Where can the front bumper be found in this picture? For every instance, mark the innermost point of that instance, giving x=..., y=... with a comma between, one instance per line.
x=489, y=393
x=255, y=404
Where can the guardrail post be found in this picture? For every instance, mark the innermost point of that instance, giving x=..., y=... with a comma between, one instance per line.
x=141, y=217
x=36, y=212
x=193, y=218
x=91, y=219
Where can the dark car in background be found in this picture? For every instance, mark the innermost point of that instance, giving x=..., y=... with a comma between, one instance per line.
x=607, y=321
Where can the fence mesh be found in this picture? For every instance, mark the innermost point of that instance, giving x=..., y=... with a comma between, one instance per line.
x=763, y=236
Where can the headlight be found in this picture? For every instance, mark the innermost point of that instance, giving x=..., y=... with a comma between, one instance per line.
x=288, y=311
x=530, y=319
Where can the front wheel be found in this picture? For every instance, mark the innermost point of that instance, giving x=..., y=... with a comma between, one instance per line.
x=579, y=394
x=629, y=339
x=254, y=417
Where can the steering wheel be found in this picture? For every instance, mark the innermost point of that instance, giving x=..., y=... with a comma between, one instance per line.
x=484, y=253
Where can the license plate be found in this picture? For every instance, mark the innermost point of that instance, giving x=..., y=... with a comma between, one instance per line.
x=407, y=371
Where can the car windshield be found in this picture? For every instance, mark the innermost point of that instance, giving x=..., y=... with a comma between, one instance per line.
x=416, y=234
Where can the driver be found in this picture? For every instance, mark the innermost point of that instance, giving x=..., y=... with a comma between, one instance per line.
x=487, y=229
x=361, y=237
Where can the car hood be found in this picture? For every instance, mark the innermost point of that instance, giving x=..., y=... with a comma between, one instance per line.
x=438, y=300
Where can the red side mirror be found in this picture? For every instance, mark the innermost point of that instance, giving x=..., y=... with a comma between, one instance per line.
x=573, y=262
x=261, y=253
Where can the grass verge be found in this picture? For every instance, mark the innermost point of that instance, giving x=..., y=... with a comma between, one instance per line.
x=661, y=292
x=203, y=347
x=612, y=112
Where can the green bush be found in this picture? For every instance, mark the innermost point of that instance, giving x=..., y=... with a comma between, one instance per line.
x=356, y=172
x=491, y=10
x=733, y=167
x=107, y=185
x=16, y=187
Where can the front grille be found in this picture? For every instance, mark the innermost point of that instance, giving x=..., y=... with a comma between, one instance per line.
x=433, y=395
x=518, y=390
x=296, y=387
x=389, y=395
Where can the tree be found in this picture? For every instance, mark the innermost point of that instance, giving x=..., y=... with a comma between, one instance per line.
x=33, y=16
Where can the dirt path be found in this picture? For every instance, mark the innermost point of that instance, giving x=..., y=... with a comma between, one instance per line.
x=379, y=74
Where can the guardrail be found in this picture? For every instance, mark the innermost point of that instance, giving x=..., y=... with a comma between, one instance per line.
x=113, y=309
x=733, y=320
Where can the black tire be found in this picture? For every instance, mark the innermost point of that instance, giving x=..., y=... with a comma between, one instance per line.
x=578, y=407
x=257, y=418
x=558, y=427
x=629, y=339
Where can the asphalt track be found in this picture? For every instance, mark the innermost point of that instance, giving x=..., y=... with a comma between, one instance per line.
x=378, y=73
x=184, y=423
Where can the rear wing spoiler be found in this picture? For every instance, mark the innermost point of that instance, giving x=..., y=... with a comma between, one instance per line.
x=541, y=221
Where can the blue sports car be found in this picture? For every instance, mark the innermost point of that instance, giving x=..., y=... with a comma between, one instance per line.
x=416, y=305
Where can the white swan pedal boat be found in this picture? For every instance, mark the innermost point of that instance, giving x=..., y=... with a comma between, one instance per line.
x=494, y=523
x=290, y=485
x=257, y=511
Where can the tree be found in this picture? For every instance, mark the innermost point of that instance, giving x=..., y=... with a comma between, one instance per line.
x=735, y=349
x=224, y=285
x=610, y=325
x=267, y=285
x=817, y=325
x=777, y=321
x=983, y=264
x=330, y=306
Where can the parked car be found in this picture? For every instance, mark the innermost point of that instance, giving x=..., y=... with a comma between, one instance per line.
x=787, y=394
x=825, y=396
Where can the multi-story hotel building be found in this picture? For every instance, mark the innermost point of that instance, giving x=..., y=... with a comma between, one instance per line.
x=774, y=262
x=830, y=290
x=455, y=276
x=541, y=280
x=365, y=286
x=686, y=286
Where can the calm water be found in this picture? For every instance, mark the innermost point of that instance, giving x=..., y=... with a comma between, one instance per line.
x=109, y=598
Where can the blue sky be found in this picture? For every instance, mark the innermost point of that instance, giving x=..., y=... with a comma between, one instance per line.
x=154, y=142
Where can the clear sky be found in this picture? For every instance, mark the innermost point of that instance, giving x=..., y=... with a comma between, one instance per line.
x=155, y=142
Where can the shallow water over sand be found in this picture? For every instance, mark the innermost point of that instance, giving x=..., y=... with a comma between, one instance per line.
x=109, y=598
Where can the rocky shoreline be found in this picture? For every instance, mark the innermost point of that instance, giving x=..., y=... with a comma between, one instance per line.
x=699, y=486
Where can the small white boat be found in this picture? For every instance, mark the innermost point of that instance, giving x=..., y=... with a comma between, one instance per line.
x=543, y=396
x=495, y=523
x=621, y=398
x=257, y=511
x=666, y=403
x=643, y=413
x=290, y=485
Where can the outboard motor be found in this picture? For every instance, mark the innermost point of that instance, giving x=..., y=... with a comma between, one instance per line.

AIM => Rewrite the part of the records above that opens with the line containing "Where can the car hood" and closes with the line containing "x=184, y=423", changing "grass verge" to "grassy verge" and leaving everything else as it is. Return only that part.

OUTPUT =>
Where can the car hood be found in this picture? For every instance, mark the innermost point of that instance, giving x=..., y=... with a comma between, one instance per line.
x=438, y=300
Where can the red side mirror be found in this picture? For every instance, mark the innermost point of that instance, giving x=..., y=... with a comma between, one instance per line.
x=573, y=262
x=261, y=253
Where can the grassy verge be found in this picture? For every instance, mark the innermost point of that instance, giving x=..., y=... with a comma between, one instance per line.
x=661, y=292
x=203, y=347
x=612, y=112
Where can the green bush be found in this picture? For every instance, mark the innermost point of that instance, giving x=..., y=... with a comma between, one instance per line.
x=356, y=172
x=491, y=10
x=733, y=167
x=107, y=185
x=16, y=187
Where can the front grille be found in this picture? For every instance, mark the innermost point of that instance, giving x=..., y=... with a comma between, one instance per line.
x=433, y=395
x=518, y=390
x=296, y=387
x=389, y=395
Where can the tree be found in this picture? For every instance, mark the innermost point of that instance, giving x=..., y=... with a comma between, one instance per line.
x=33, y=16
Where can the dirt path be found in this picture? For every instance, mark the innermost point of that instance, giving x=..., y=... with a comma between, one instance per line.
x=379, y=74
Where can the guardrail be found in this picture? For every instance, mark the innermost point of that instance, giving x=..., y=... with a comma between, one instance per line.
x=113, y=309
x=733, y=320
Where can the black tire be found in this picture? For every instance, mark the innermost point of that instance, giving x=..., y=... with a comma between, one instance per line.
x=578, y=407
x=257, y=418
x=558, y=427
x=629, y=339
Where can the asphalt track be found in this picture? For every instance, mark the innermost point of that instance, giving x=..., y=... with a comma between, one instance per line.
x=378, y=73
x=184, y=423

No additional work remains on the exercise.